■ TASK STATEMENT: Rewrite the material below so that every "motorcycle" becomes "motorbike", with nothing else altered.

■ TASK INPUT:
----

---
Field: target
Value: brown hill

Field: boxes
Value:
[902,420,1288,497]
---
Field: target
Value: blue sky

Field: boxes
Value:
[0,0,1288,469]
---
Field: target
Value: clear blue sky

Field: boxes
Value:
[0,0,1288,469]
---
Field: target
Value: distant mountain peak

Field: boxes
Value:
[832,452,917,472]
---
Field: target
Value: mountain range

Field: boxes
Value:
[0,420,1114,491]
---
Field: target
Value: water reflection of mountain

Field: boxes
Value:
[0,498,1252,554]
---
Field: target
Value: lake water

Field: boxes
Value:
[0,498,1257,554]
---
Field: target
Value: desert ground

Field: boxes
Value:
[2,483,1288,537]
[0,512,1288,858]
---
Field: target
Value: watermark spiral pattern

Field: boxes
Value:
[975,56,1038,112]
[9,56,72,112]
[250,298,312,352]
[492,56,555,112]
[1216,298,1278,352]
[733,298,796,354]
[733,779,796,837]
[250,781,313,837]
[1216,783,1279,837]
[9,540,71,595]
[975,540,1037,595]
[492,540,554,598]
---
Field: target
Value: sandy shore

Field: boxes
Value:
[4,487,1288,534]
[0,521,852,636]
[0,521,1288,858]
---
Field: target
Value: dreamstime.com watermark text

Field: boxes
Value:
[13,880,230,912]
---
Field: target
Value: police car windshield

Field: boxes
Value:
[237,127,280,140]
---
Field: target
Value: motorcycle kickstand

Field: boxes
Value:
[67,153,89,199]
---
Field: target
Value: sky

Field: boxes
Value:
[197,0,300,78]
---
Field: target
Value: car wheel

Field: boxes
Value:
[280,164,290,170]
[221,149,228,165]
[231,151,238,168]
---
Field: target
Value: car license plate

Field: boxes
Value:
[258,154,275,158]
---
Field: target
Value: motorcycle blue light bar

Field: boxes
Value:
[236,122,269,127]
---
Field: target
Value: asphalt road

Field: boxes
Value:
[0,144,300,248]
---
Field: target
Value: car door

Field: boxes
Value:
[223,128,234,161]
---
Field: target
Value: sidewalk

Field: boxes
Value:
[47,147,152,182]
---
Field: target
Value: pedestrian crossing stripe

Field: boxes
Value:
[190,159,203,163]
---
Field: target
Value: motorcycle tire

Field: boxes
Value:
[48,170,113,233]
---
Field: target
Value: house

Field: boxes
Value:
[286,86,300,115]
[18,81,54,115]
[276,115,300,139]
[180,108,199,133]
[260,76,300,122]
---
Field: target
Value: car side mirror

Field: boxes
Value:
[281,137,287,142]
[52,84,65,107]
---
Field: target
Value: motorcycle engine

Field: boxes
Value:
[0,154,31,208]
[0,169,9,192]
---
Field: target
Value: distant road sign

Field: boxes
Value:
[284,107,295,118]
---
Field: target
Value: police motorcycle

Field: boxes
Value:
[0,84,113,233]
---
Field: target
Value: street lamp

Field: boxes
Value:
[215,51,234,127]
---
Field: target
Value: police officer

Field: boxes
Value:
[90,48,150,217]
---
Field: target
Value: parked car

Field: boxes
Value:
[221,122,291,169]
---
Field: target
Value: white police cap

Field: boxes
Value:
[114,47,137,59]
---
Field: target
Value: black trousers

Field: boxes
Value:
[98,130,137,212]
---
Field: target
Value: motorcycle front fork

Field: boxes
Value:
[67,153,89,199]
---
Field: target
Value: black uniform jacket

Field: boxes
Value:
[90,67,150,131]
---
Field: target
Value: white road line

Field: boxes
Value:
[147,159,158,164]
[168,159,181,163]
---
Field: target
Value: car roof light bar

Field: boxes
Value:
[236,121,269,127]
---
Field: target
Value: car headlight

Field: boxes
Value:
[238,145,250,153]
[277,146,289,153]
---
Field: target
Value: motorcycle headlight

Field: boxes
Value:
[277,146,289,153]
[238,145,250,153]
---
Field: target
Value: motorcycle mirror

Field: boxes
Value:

----

■ TASK RESULT:
---
Field: target
Value: brown hill

Field: boxes
Value:
[902,420,1288,497]
---
Field: target
Value: blue sky

Field: boxes
Value:
[0,0,1288,469]
---
Field: target
Value: clear blue sky

Field: boxes
Value:
[0,0,1288,469]
---
Field: target
Value: distant mountain peak

Field: boxes
Value:
[832,452,917,472]
---
Field: target
Value: mountain range

Field: boxes
Value:
[0,420,1114,491]
---
Field: target
Value: water reflection of mountain

Field: boxes
Value:
[0,498,1252,554]
---
Field: target
Value: lake water

Field: boxes
Value:
[0,498,1257,554]
---
Field: target
Value: desert ground

Field: boxes
Value:
[2,483,1288,537]
[0,512,1288,858]
---
Field: target
Value: watermark spiral pattern

Field: boxes
Value:
[975,56,1038,112]
[9,56,72,112]
[250,298,312,352]
[492,56,555,112]
[1216,298,1278,352]
[733,298,796,354]
[733,779,796,837]
[250,781,313,837]
[1216,783,1279,837]
[9,540,71,595]
[975,540,1037,595]
[492,540,554,598]
---
Field: target
Value: sandy shore

Field: boxes
Value:
[4,487,1288,534]
[0,521,852,636]
[0,521,1288,858]
---
Field: target
Value: dreamstime.com watermark text

Field: boxes
Value:
[13,880,230,912]
---
Field: target
Value: police car windshield

Field: boxes
Value:
[237,127,280,140]
---
Field: target
Value: motorbike kickstand

Field: boxes
Value:
[67,153,89,199]
---
Field: target
Value: sky

Field: boxes
Value:
[197,0,300,78]
---
Field: target
Value: car wheel

Field: boxes
Value:
[280,164,290,170]
[221,149,228,165]
[231,151,238,168]
---
Field: target
Value: car license plate

Field: boxes
Value:
[258,154,275,158]
---
Field: target
Value: motorbike blue light bar

Field: boxes
Value:
[236,122,269,127]
---
Field: target
Value: asphalt road

Field: boxes
Value:
[0,144,300,248]
---
Field: target
Value: car door

Field: boxes
Value:
[223,128,234,161]
---
Field: target
Value: sidewalk

Field: boxes
Value:
[47,147,152,182]
---
Field: target
Value: pedestrian crossing stripe

Field: boxes
Value:
[190,159,203,163]
---
Field: target
Value: motorbike tire

Field: boxes
Value:
[48,170,113,233]
---
Field: target
Value: house

Field: boxes
Value:
[286,86,300,115]
[18,81,54,115]
[276,115,300,139]
[180,108,199,133]
[260,76,300,122]
---
Field: target
Value: car side mirror

Field: boxes
Value:
[281,137,287,142]
[52,84,65,107]
---
Field: target
Value: motorbike engine

Field: boxes
Value:
[0,154,31,208]
[0,169,9,192]
---
Field: target
Value: distant road sign

Field: boxes
Value:
[284,107,295,118]
---
Field: target
Value: police motorbike

Field: boxes
Value:
[0,84,113,233]
---
Field: target
Value: street lamp

Field: boxes
Value:
[215,51,234,127]
---
Field: target
Value: police officer

Field: boxes
Value:
[90,48,150,217]
---
Field: target
Value: parked car

Field: boxes
Value:
[221,122,291,169]
---
Field: target
Value: white police cap

Field: boxes
Value:
[114,47,137,59]
---
Field: target
Value: black trousers

Field: boxes
Value:
[98,130,137,212]
---
Field: target
Value: motorbike front fork

Field: boxes
Value:
[67,153,89,199]
---
Field: target
Value: black uniform jacket

Field: boxes
Value:
[90,67,150,131]
---
Field: target
Value: white road line

Field: boxes
Value:
[147,159,158,164]
[168,159,181,163]
---
Field: target
Value: car roof light bar

Field: boxes
Value:
[236,121,269,127]
---
Field: target
Value: car headlight

Field: boxes
Value:
[238,145,250,153]
[277,146,289,153]
---
Field: target
Value: motorbike headlight

Field: boxes
Value:
[277,146,289,153]
[238,145,250,153]
---
Field: target
Value: motorbike mirror

Field: boxes
Value:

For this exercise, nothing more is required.